* _PROBLEM_
Edit the material below by replacing "drop a marker on it" with "place a pin on it" throughout and changing nothing else. Leave the pictures out of your answer.

[Position annotation records]
════════════════════

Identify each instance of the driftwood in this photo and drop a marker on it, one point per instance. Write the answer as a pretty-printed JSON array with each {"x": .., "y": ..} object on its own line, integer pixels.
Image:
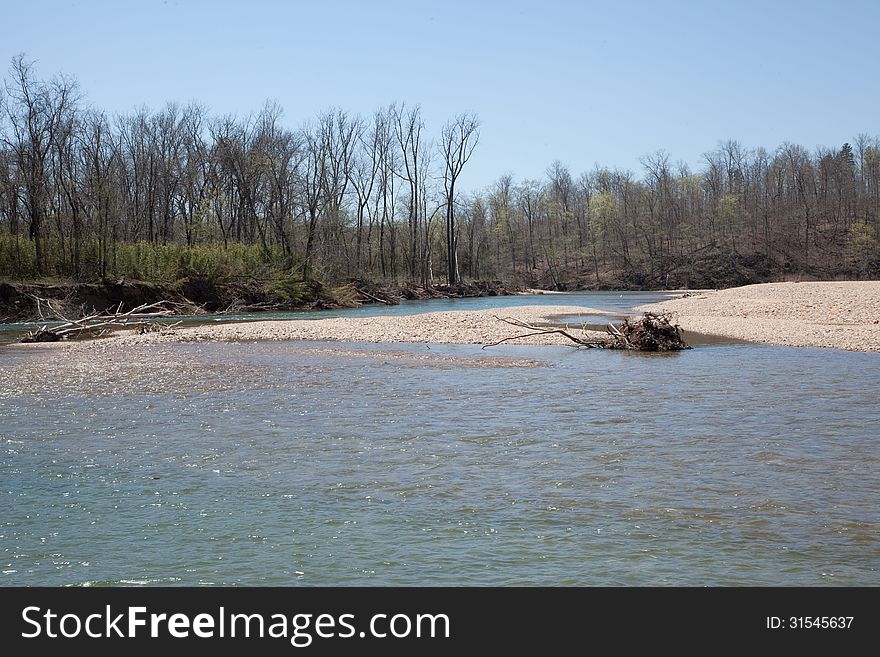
[
  {"x": 543, "y": 330},
  {"x": 650, "y": 333},
  {"x": 97, "y": 323}
]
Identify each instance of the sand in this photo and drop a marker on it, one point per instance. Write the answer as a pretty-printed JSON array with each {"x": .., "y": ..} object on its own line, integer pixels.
[{"x": 839, "y": 315}]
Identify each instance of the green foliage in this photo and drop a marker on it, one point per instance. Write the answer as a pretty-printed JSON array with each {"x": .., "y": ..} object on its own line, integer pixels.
[
  {"x": 157, "y": 263},
  {"x": 290, "y": 288}
]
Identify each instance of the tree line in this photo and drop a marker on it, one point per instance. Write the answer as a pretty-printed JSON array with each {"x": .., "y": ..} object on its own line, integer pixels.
[{"x": 176, "y": 192}]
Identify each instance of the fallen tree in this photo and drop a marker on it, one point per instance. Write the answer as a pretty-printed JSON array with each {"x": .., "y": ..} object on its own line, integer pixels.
[
  {"x": 98, "y": 323},
  {"x": 651, "y": 332}
]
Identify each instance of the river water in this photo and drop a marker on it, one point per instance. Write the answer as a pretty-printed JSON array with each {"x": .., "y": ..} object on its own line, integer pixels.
[{"x": 330, "y": 463}]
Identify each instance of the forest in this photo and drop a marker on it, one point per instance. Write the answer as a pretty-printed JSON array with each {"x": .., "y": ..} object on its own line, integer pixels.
[{"x": 179, "y": 192}]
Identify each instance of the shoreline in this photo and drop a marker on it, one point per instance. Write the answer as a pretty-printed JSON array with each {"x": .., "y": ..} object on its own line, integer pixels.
[
  {"x": 835, "y": 315},
  {"x": 445, "y": 327}
]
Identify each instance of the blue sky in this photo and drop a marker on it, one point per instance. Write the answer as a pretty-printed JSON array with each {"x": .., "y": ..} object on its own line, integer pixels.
[{"x": 582, "y": 82}]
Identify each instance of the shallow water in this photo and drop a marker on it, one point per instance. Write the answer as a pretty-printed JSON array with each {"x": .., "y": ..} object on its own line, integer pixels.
[
  {"x": 327, "y": 463},
  {"x": 615, "y": 302}
]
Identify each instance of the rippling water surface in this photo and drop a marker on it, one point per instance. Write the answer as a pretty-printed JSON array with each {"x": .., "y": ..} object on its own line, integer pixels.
[{"x": 326, "y": 463}]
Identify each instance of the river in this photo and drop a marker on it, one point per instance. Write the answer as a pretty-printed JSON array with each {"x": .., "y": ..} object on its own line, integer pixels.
[{"x": 332, "y": 463}]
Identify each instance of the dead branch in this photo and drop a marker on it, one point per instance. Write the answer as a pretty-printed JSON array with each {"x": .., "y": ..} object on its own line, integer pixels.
[
  {"x": 97, "y": 323},
  {"x": 650, "y": 333},
  {"x": 537, "y": 330}
]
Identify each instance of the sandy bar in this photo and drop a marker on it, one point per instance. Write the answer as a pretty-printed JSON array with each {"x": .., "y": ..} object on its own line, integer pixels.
[
  {"x": 839, "y": 315},
  {"x": 454, "y": 327}
]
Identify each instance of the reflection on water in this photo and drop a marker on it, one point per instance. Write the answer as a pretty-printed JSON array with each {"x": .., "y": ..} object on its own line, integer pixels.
[{"x": 285, "y": 463}]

════════════════════

* _FINISHED ANSWER_
Identify each instance of the driftwood in this photo and place a pin on it, one point per instance. Write the answer as a pretty-printed JSON array with each {"x": .., "y": ..} object on its own line, integer pixels.
Image:
[
  {"x": 543, "y": 330},
  {"x": 650, "y": 333},
  {"x": 97, "y": 323}
]
Identify each instance of the sand in this photo and place a pin on it, one point per instance. Write the answer as a pretty-printed JSON array with each {"x": .., "y": ..} object on its own line, integer pixels.
[{"x": 839, "y": 315}]
Identify each instance of the green foliage in this photo and place a pin on it, one point per instance. Write the answer as a pretty-printed JSON array with each {"x": .., "y": ..} object on its own line, integer pixels.
[
  {"x": 157, "y": 263},
  {"x": 290, "y": 288}
]
Identify each instance of the tree line in this photo and place a pin on it, one point per instance. Write the answer as a pretty-printed JSON array with each {"x": .., "y": ..} object on its own line, integer pixels.
[{"x": 176, "y": 192}]
Identify each instance of the fallen tree in this photo and place a pin on it, one point per instance. Write the answer as a pretty-printed JSON array with each {"x": .., "y": ..} object on its own line, integer pixels.
[
  {"x": 98, "y": 323},
  {"x": 651, "y": 332}
]
Identify each instance of the river water in this photo and place a pin on it, one point per instance. Write the answer as a pretty-printed JSON array with each {"x": .., "y": ..} object on its own line, integer pixels.
[{"x": 330, "y": 463}]
Identify each instance of the forest in this photo and place a pin on it, one point per instance. Write the answer as a pretty-printed JSON array with each {"x": .., "y": ..} object on its own line, integer pixels.
[{"x": 179, "y": 192}]
Identify each instance of the shoreline in this photo and place a pin on it, one point per instance. Write the answer as a pretty-printed JSON array with each {"x": .., "y": ..} object on its own line, integer pixels.
[
  {"x": 835, "y": 315},
  {"x": 445, "y": 327}
]
Identify each instance of the blue sky in this photo and place a pin on it, one point per instance. Write the answer as a pretty-printed JSON array with each {"x": .., "y": ..} object on its own line, integer pixels.
[{"x": 582, "y": 82}]
Identify each instance of the shallow water in this photo and place a pin on it, one point per instance. Write the answer as a pretty-printed JSON array with each {"x": .., "y": ..} object on its own line, integer pixels.
[
  {"x": 327, "y": 463},
  {"x": 615, "y": 302}
]
Identify each instance of the rippling water surface in this photo and place a pin on it, one point per instance. Write the answer as a pretty-printed JSON array with each {"x": .., "y": ..} object on its own line, integer pixels.
[{"x": 326, "y": 463}]
Identify each instance of the river in this photo and place a pin on it, one point per instance. Write the answer as a pretty-printed JSON array with each {"x": .., "y": ..} object on its own line, integer pixels.
[{"x": 332, "y": 463}]
Identify each instance of the dead branch in this photo and place a pin on it, one point per instance. Write the answer as a pretty-printed JSON array with each {"x": .., "y": ..} object on its own line, integer pixels.
[
  {"x": 97, "y": 323},
  {"x": 650, "y": 333},
  {"x": 537, "y": 330}
]
Identify each instance of the sandy bar in this photo and place a pin on it, one point per instance. Write the answer as a pretty-printed JSON array with each {"x": .., "y": ..} object on its own line, integer pixels.
[
  {"x": 839, "y": 315},
  {"x": 454, "y": 327}
]
Identify each instance of the reflection on water in this photo and place a pin on it, one point per instance. Write the answer as a pretty-printed JSON array with each {"x": .., "y": ..} object on its own line, integer pixels.
[{"x": 285, "y": 463}]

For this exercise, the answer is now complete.